Rows from a dataset:
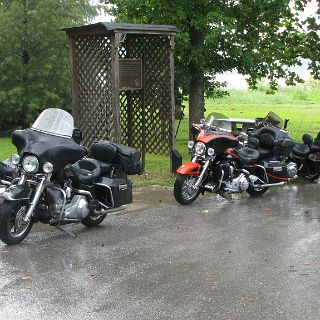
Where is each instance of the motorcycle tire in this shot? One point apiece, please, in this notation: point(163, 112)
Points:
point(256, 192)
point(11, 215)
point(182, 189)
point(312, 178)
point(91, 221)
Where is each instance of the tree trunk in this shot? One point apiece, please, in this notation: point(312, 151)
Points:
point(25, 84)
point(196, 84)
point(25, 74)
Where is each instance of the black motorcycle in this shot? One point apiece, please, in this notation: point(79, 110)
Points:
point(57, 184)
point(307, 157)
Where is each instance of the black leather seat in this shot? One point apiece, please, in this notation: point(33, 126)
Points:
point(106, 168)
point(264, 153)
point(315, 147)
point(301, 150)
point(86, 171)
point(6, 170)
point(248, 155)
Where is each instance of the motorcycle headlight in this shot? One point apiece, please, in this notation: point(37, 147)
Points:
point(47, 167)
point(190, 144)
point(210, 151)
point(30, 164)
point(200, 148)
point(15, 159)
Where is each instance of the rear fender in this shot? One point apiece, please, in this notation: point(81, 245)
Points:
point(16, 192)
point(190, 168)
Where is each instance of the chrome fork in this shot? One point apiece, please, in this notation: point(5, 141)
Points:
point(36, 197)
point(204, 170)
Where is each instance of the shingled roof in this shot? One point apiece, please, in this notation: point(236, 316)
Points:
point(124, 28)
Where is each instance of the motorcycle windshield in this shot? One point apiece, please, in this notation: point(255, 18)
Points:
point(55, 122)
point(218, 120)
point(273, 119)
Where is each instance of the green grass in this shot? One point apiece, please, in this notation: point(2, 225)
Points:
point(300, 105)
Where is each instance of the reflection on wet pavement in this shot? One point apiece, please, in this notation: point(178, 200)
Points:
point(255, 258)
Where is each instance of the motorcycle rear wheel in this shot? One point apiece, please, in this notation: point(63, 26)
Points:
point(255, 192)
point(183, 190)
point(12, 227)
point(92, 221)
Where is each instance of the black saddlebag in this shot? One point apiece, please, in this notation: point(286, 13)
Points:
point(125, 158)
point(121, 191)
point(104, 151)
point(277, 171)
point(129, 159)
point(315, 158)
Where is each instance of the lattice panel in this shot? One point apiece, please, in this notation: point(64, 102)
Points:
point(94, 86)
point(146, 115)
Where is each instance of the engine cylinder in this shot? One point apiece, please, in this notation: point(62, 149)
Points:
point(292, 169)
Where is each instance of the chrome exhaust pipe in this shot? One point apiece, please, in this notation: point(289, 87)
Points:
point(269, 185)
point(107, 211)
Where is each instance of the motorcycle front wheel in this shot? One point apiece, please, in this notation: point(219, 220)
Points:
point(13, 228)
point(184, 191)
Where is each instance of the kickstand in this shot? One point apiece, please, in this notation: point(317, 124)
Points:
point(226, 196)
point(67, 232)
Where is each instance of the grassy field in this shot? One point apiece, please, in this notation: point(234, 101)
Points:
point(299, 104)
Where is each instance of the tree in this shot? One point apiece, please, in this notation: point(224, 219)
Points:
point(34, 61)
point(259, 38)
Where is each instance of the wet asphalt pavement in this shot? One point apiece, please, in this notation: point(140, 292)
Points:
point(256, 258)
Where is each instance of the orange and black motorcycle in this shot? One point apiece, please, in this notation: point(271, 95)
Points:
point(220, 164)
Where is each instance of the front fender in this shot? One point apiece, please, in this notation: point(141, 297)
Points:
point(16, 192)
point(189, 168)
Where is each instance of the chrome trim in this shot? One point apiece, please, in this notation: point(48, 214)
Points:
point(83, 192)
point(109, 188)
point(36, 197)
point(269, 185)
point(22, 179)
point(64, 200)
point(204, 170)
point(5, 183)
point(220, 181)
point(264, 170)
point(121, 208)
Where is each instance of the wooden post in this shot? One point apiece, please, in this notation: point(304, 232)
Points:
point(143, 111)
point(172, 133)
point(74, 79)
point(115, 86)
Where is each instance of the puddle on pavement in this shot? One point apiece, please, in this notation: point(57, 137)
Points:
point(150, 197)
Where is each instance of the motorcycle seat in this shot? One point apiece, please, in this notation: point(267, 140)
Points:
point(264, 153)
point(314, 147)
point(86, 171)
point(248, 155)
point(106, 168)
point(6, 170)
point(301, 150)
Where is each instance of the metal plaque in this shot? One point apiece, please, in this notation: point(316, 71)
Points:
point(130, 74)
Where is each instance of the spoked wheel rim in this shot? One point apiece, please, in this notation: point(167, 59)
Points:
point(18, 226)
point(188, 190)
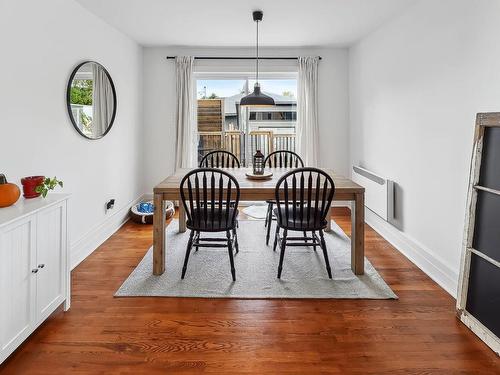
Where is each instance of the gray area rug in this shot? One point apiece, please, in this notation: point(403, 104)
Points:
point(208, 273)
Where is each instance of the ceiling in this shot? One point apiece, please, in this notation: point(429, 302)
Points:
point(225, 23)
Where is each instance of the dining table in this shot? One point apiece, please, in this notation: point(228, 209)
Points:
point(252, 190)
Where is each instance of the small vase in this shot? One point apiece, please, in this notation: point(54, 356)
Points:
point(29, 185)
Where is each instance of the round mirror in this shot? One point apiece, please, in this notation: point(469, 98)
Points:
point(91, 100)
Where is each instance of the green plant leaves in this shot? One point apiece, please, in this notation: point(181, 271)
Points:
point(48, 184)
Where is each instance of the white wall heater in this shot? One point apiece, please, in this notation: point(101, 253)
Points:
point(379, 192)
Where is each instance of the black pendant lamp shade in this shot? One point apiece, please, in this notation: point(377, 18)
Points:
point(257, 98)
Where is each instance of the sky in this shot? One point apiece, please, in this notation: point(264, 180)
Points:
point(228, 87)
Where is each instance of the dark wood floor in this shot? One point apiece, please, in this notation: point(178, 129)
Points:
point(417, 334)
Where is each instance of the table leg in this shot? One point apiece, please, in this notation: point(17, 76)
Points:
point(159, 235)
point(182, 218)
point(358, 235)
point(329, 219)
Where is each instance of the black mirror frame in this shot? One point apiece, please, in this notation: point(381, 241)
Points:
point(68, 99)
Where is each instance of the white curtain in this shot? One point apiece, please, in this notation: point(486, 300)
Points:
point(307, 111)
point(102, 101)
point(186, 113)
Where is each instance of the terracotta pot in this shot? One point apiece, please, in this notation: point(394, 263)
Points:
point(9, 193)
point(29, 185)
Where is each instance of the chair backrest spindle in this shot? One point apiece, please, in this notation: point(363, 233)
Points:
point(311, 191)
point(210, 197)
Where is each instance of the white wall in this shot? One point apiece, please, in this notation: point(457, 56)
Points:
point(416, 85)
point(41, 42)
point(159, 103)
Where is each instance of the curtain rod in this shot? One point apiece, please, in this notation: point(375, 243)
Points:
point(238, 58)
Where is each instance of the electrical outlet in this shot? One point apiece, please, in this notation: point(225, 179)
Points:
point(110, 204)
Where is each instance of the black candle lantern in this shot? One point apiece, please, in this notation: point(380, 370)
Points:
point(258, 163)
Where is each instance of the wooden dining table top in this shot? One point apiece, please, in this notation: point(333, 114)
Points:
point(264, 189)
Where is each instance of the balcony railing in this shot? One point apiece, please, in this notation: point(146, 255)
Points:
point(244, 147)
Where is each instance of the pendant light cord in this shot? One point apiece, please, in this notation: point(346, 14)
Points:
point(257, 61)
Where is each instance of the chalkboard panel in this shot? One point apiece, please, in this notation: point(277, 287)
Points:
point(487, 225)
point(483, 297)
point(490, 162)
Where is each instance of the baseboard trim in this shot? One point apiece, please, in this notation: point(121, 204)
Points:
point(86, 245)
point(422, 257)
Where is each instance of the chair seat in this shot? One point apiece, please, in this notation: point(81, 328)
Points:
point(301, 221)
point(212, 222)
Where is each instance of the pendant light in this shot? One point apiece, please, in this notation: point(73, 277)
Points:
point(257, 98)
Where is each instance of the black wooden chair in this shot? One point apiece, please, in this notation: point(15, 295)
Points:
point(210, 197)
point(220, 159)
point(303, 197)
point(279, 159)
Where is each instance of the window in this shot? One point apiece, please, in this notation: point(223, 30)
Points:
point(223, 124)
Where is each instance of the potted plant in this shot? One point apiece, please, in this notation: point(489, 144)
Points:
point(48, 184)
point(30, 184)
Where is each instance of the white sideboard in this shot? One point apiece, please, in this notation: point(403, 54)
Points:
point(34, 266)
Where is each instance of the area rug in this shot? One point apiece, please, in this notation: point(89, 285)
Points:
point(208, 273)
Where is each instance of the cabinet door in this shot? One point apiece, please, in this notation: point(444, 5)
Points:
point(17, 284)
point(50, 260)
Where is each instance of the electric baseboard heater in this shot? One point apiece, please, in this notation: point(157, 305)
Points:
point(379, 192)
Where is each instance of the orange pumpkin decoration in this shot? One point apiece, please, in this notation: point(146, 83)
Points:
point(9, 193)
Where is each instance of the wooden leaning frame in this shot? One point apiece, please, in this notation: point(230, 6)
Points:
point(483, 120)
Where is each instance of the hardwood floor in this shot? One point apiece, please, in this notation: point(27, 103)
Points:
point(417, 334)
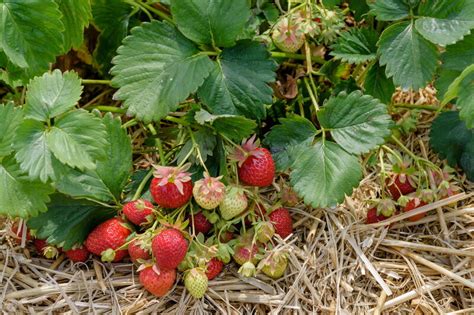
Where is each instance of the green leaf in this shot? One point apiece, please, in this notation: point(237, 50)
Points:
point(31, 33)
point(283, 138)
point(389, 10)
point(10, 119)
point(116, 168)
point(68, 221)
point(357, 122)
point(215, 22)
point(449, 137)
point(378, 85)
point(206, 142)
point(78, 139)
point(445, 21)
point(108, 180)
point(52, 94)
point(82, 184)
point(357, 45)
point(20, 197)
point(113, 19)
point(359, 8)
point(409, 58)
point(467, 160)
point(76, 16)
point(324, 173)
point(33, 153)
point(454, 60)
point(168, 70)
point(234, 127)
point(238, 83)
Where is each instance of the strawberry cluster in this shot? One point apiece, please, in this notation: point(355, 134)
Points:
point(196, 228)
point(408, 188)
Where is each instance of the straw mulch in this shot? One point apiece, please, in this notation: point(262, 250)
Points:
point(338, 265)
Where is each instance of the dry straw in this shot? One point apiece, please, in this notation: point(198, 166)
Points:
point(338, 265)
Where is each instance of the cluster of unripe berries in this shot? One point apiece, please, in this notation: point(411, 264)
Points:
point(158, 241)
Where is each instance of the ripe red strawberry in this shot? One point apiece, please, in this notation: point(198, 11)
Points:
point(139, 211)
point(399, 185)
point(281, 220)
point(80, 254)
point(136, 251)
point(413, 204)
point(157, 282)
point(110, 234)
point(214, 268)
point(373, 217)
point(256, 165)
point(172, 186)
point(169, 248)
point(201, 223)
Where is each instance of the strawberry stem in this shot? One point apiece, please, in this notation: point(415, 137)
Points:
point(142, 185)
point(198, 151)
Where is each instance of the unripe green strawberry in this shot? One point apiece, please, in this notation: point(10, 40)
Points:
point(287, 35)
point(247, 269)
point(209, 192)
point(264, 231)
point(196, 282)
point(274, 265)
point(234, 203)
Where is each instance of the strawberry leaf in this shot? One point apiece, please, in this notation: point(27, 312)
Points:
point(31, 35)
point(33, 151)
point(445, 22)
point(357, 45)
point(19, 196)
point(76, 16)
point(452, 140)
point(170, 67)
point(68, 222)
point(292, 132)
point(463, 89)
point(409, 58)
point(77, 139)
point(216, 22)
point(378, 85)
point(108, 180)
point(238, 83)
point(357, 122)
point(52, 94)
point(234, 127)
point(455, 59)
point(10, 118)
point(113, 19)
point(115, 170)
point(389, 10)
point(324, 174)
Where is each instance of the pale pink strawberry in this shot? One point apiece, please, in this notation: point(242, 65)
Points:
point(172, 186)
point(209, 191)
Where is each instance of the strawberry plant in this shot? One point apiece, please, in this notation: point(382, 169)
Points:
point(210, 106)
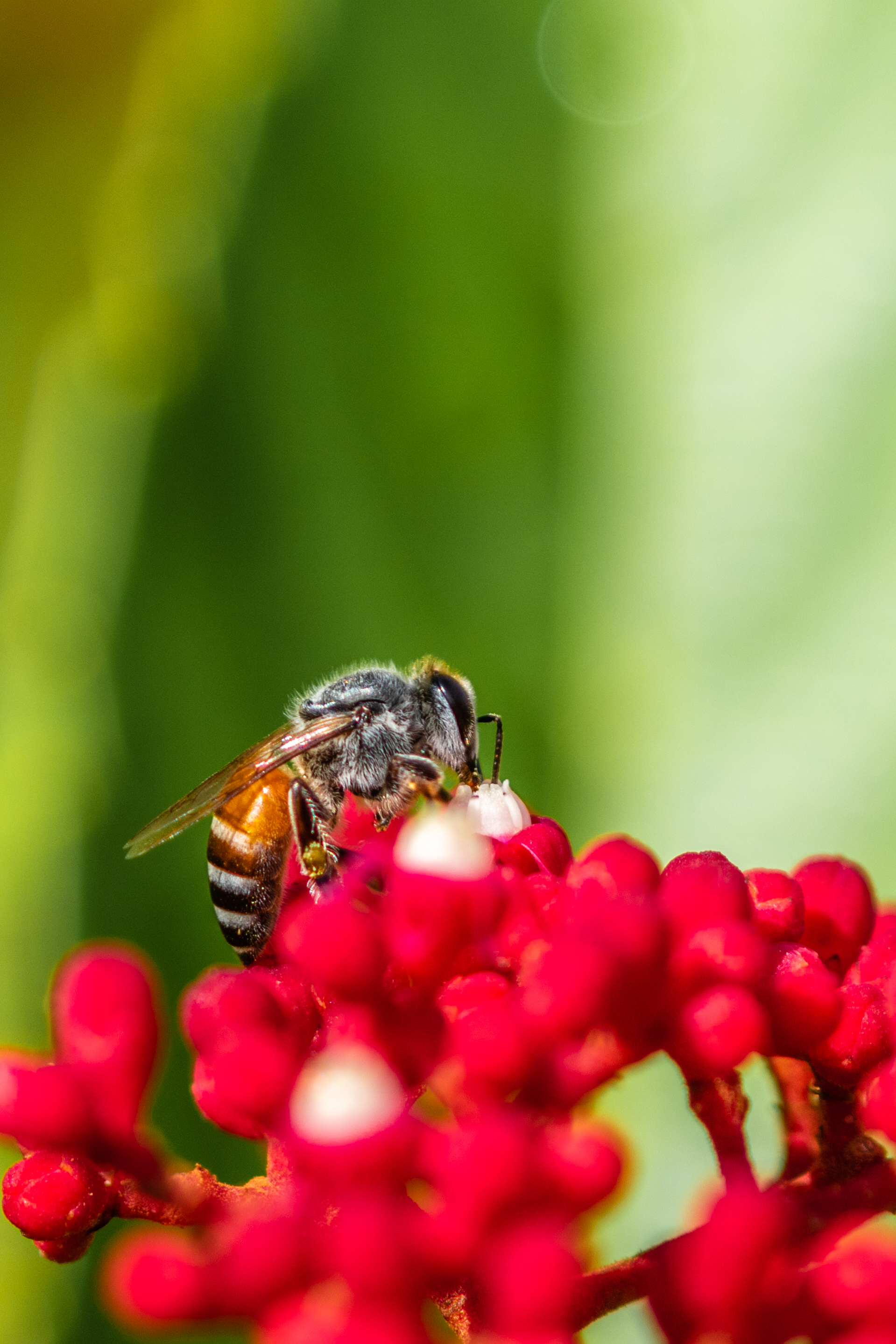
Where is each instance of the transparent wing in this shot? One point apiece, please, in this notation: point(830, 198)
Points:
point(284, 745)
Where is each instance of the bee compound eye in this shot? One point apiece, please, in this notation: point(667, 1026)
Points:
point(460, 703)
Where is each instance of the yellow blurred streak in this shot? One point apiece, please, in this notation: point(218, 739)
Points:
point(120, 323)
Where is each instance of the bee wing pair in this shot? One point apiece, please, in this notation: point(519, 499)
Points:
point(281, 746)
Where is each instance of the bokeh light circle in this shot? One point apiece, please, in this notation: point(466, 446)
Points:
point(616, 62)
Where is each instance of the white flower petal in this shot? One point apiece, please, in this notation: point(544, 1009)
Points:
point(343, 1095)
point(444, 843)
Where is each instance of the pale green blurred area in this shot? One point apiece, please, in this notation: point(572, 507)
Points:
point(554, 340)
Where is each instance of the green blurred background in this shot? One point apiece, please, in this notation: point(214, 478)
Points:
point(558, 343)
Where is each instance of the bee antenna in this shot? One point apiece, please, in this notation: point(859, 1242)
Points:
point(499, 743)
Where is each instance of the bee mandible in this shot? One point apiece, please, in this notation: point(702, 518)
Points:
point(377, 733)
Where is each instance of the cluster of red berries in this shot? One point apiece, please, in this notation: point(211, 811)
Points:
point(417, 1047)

EXERCISE DETAILS. Give the stretch of lines from the one containing "Where is each instance of the dark" through the one containing "point(244, 147)" as a numbered list, leaving out blank lines.

TASK RESULT.
1. Where is each instance of the dark wood floor in this shot? One point apiece, please, in this notation: point(178, 129)
2. Points:
3. point(417, 334)
4. Where is each instance of the table leg in this shot? One point apiece, please, in this notation: point(17, 76)
5. Points:
6. point(159, 235)
7. point(182, 218)
8. point(358, 235)
9. point(329, 219)
10. Where is each instance of the black mirror frame in this shot? One point apiece, please, in this notation: point(381, 241)
11. Points:
12. point(68, 99)
13. Where is each instance of the white curtain in this shot? One point apiece, please, in this notation: point(486, 300)
14. Points:
15. point(307, 111)
16. point(102, 101)
17. point(186, 113)
18. Where is each instance of the terracotta pot in this shot? One point apiece, please, in this notation: point(394, 263)
19. Points:
20. point(9, 193)
21. point(29, 185)
22. Where is each instance of the chair backrest spindle in this shot? One point apiece, please, in this notation: point(363, 233)
23. Points:
24. point(311, 191)
25. point(210, 197)
26. Where is each instance of the white wall in this shot? One point apiece, please, in this notation: point(457, 56)
27. Points:
28. point(416, 85)
29. point(41, 42)
30. point(159, 103)
31. Where is each instance of the curtain rod in this shot? One point apiece, please, in this notation: point(375, 243)
32. Points:
33. point(238, 58)
34. Where is each instance of the electrical outlet in this shot? One point apiece, please, in this notation: point(225, 179)
35. Points:
36. point(110, 204)
37. Where is each instance of the black candle lantern in this shot? One point apiece, please, in this notation: point(380, 370)
38. Points:
39. point(258, 163)
40. Where is each instance of the wooden dining table top in this shot? One point apiece, please, in this notation: point(333, 114)
41. Points:
42. point(264, 189)
43. Where is each instance of the balcony railing in this shot? One point apiece, please, in this notation: point(146, 255)
44. Points:
45. point(244, 147)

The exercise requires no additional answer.